* [Passage for review]:
--
Shortlisted for Best Research or Application in the Advancement of Science, Technology or Digital Innovation in the Brownfield Sector 

Introduction

Natural source zone depletion (NSZD) is a relatively new term that extends concepts underpinning monitored natural attenuation (MNA) to source zones to manage liabilities involving petroleum hydrocarbons in many environments. This method is rapidly evolving and is receiving increasing attention in the UK as stakeholders seek sustainable ways to remediate contaminated sites while meeting key performance indicators.

 

NSZD refers to naturally occurring processes that act together to reduce light non-aqueous phase liquid (LNAPL) mass. Recent research and industry experience have demonstrated that mass depletion occurs at much higher rates than were previously understood. These studies indicate that natural depletion of LNAPL is a viable alternative to, or can be a significant component of, active remediation.
--
[Records from a collection]
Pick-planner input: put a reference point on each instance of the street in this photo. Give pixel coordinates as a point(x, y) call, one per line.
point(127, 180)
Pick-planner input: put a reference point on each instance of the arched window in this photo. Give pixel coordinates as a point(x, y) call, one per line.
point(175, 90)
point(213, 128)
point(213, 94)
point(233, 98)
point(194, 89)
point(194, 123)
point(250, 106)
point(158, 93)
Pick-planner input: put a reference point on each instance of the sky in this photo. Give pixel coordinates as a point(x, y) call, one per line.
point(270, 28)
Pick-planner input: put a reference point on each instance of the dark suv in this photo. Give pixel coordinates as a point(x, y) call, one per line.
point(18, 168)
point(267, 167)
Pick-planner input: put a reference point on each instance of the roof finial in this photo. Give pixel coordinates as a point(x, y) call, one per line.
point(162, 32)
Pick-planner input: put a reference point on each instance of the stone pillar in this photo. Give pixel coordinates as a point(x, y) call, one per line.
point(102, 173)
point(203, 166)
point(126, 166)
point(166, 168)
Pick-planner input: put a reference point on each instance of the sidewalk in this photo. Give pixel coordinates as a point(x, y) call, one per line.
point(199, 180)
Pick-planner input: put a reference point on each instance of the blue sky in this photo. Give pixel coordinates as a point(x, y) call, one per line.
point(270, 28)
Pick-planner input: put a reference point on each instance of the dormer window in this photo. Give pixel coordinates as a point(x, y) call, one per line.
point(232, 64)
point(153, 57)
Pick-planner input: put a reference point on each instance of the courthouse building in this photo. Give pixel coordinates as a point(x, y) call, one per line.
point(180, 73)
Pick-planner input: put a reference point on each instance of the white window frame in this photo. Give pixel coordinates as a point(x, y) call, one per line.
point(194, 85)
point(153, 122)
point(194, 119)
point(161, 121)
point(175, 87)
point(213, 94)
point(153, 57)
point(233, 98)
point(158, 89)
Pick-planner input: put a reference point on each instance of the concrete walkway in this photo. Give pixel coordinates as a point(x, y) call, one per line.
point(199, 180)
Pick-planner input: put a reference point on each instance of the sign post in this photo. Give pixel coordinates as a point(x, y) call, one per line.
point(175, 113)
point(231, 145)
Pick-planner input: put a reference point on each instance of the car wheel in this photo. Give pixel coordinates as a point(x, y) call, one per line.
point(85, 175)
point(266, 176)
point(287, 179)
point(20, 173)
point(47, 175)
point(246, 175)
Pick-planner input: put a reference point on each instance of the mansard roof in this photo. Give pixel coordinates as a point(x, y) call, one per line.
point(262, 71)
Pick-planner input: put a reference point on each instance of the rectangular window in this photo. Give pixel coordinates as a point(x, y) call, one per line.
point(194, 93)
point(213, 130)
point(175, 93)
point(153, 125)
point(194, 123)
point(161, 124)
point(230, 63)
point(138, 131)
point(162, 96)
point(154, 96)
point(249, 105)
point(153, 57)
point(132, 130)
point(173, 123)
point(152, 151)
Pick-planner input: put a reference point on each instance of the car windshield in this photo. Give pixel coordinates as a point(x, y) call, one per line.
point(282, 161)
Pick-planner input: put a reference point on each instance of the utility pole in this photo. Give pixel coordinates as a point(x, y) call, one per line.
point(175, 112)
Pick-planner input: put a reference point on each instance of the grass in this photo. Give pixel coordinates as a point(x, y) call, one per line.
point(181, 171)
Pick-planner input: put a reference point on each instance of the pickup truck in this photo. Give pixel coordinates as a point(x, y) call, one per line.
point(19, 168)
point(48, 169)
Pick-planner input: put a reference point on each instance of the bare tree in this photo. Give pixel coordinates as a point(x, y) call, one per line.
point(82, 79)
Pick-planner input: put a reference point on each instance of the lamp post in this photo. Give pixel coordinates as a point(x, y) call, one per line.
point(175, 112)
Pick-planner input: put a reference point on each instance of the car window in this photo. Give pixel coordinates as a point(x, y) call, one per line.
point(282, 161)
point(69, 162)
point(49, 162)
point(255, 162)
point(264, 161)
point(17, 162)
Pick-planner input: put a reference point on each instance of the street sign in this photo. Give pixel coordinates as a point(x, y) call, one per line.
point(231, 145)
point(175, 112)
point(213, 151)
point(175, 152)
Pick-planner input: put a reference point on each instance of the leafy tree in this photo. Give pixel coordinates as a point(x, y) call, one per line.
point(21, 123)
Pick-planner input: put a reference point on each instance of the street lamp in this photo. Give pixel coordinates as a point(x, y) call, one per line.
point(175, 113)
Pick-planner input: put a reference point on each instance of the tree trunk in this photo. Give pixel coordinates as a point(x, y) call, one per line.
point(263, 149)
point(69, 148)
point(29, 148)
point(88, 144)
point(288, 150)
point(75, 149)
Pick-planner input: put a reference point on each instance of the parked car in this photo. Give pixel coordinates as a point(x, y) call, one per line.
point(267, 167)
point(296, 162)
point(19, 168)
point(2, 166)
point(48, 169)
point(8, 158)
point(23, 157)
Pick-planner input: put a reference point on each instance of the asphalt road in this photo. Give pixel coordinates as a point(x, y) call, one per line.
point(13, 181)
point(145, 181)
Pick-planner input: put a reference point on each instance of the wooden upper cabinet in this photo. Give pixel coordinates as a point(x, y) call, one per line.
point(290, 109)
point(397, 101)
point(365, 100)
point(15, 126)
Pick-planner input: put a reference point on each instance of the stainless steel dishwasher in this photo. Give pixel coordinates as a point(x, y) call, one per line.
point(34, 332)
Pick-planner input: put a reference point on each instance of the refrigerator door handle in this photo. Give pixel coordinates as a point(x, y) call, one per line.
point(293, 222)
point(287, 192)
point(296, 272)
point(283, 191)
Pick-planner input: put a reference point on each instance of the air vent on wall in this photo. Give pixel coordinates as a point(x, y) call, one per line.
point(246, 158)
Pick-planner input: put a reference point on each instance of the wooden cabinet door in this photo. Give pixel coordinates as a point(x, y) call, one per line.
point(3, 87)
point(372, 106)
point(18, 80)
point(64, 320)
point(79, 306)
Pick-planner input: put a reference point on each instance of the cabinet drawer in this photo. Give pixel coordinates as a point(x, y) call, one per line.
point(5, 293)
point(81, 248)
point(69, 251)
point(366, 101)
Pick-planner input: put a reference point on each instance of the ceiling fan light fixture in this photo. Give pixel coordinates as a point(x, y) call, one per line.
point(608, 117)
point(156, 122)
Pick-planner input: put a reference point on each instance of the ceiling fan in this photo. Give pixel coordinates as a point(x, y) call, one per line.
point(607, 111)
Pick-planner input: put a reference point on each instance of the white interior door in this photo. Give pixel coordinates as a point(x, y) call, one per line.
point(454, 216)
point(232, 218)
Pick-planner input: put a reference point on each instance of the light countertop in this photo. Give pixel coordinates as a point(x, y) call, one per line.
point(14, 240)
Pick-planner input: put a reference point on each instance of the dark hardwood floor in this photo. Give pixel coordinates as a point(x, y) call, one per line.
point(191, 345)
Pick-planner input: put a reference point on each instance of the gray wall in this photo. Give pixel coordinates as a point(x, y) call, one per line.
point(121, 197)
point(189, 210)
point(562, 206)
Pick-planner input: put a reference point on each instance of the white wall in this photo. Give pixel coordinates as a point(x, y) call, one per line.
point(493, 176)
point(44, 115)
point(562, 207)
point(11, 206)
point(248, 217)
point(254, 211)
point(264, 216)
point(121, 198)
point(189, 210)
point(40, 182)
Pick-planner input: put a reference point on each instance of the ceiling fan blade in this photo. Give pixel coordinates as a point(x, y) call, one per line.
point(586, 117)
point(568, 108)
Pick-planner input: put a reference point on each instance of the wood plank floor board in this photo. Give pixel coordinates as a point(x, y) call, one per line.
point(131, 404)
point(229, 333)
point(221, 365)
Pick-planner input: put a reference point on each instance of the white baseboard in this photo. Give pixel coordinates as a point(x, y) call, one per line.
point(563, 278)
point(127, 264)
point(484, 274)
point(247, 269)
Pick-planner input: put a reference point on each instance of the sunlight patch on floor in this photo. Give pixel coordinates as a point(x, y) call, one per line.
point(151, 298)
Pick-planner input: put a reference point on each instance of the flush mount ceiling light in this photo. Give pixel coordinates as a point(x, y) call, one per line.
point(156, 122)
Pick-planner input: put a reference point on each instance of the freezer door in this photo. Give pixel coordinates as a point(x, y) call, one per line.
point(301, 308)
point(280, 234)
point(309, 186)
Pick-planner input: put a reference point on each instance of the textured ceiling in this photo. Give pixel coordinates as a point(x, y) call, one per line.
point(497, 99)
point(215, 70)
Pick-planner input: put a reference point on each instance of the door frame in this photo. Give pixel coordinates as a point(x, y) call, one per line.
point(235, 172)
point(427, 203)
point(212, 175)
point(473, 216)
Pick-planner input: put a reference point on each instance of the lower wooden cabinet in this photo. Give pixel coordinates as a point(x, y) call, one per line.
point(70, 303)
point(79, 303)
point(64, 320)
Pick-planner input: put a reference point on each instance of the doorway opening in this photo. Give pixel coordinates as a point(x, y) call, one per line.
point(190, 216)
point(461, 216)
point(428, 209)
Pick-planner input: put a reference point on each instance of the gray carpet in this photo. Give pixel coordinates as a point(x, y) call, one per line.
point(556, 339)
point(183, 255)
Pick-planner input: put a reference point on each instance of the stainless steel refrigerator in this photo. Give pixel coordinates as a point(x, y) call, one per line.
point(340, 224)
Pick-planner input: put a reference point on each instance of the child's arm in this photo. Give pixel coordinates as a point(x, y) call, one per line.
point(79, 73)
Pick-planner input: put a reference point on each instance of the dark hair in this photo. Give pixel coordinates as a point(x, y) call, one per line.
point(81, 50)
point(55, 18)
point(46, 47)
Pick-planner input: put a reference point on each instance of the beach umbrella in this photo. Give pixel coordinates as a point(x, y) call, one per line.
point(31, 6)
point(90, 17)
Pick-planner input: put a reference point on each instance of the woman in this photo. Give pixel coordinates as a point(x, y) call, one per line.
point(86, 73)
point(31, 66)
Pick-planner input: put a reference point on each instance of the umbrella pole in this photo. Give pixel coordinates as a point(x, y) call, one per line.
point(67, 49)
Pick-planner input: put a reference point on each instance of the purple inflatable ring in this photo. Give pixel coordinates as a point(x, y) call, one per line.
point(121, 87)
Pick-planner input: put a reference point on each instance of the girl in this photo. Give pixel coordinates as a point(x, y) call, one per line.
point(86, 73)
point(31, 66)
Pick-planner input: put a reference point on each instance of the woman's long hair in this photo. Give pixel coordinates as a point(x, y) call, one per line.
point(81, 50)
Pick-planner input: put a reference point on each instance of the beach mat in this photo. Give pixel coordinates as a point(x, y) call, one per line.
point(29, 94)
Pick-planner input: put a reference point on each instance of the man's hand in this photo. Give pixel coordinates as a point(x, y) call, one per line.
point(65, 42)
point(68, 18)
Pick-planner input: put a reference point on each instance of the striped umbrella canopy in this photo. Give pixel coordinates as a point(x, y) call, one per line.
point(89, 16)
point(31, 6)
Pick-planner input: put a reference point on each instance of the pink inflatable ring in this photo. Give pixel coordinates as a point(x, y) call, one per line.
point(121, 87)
--
* [What to work on]:
1. In the article on natural source zone depletion, what does NSZD refer to?
2. Rewrite the part of the article on natural source zone depletion from "NSZD refers to" to "of, active remediation.", changing "viable" to "practical".

* [Task answers]:
1. Naturally occurring processes that act together to reduce light non-aqueous phase liquid (LNAPL) mass.

2.
NSZD refers to naturally occurring processes that act together to reduce light non-aqueous phase liquid (LNAPL) mass. Recent research and industry experience have demonstrated that mass depletion occurs at much higher rates than were previously understood. These studies indicate that natural depletion of LNAPL is a practical alternative to, or can be a significant component of, active remediation.